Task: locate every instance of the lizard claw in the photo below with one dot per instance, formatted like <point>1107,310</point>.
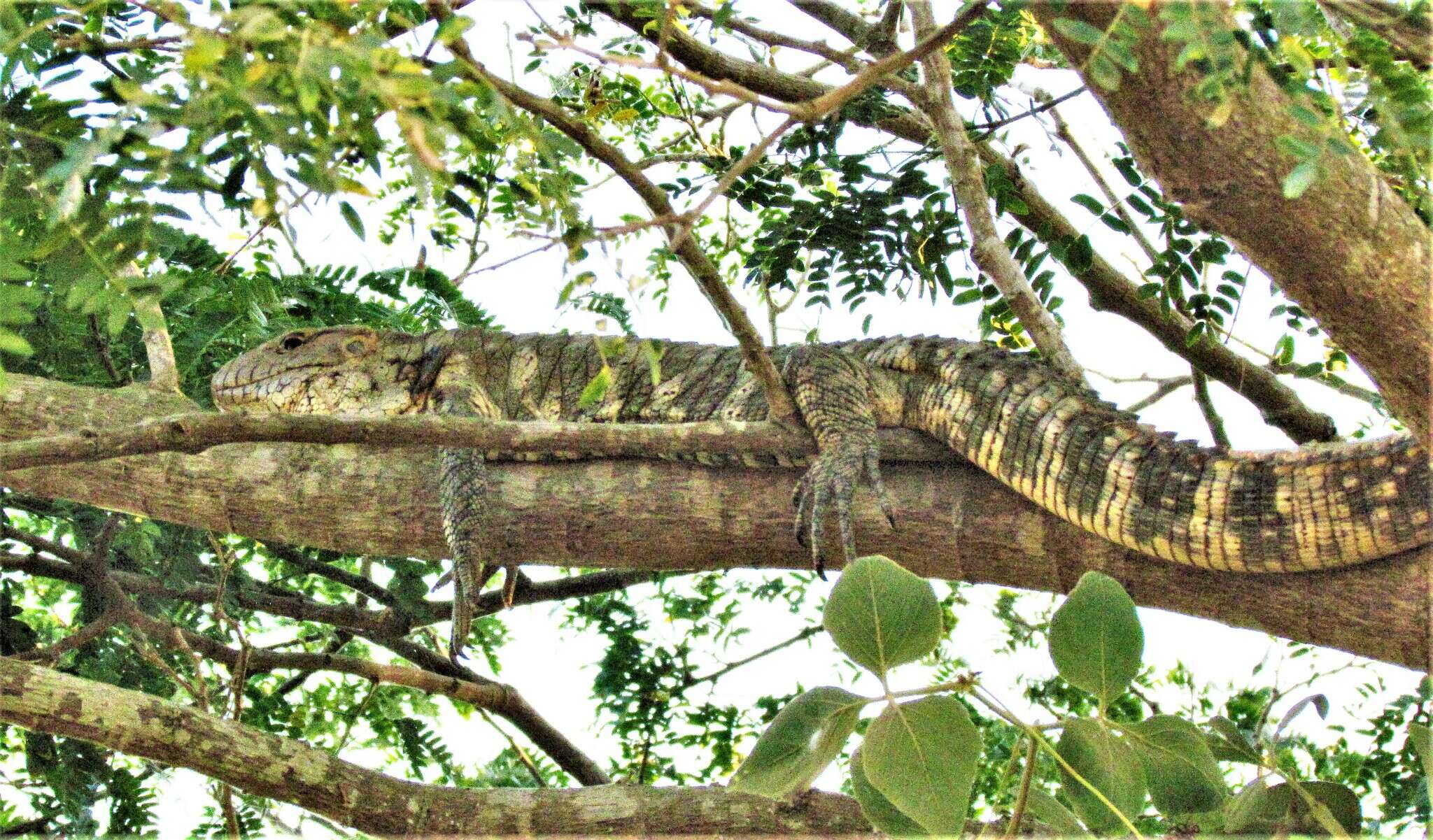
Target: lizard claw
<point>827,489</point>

* * *

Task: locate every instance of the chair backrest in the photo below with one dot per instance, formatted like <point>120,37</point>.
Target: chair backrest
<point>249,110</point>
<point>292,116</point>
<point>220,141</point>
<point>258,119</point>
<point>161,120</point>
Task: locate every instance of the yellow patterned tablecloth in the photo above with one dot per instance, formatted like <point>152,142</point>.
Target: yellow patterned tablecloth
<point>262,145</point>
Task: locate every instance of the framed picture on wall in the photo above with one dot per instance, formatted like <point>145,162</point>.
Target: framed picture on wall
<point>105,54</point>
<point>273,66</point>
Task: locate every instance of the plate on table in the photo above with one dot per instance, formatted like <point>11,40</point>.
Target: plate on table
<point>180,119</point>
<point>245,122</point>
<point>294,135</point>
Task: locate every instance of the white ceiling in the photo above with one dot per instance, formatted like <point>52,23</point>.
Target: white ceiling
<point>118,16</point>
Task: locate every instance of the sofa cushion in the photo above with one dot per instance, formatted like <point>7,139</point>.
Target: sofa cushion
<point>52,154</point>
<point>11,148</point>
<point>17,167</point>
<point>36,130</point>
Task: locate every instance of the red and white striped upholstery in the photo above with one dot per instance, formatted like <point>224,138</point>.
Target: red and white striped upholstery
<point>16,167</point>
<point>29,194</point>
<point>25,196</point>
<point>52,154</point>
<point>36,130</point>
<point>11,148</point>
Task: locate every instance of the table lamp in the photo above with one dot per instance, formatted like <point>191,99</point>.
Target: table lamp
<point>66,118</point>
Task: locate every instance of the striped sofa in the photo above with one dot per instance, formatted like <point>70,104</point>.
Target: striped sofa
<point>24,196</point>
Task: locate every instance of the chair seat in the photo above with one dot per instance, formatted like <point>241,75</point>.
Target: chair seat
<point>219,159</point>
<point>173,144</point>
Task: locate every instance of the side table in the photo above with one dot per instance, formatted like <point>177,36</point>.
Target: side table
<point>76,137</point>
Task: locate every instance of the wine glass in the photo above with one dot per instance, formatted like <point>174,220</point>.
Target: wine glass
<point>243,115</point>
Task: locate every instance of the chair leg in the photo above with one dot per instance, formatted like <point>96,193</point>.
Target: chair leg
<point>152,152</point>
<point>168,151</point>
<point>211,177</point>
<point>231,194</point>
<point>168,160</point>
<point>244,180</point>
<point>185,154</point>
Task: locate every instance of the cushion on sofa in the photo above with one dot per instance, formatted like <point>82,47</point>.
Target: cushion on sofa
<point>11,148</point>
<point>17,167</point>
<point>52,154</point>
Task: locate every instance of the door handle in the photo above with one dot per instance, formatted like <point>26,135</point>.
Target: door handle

Brief: Given the records above, restate word for word only the lines starting at the one with "Target: table lamp" and ending at the one with "Task: locate every instance of the chair leg".

Task response:
Target: table lamp
<point>66,118</point>
Task: locate every instance of the striped sofa in the photo above with one dot per instance, formatted like <point>70,104</point>.
Target: striped sofa
<point>24,196</point>
Task: locate every instance of the chair seat in the photo above with one dot per instance, formatted like <point>241,75</point>.
Target: chair seat
<point>219,159</point>
<point>173,144</point>
Task: locate every instance of the side table in the photo above with one dot per instance, formatted like <point>177,36</point>.
Target: side table
<point>76,137</point>
Task: locate every instance of the wine glass in the photo above with one dot per instance, formatted like <point>174,220</point>.
Target: wine glass
<point>243,115</point>
Task: locate every instance of the chair leg in the photo above with one dot per instance, formatted like <point>96,193</point>.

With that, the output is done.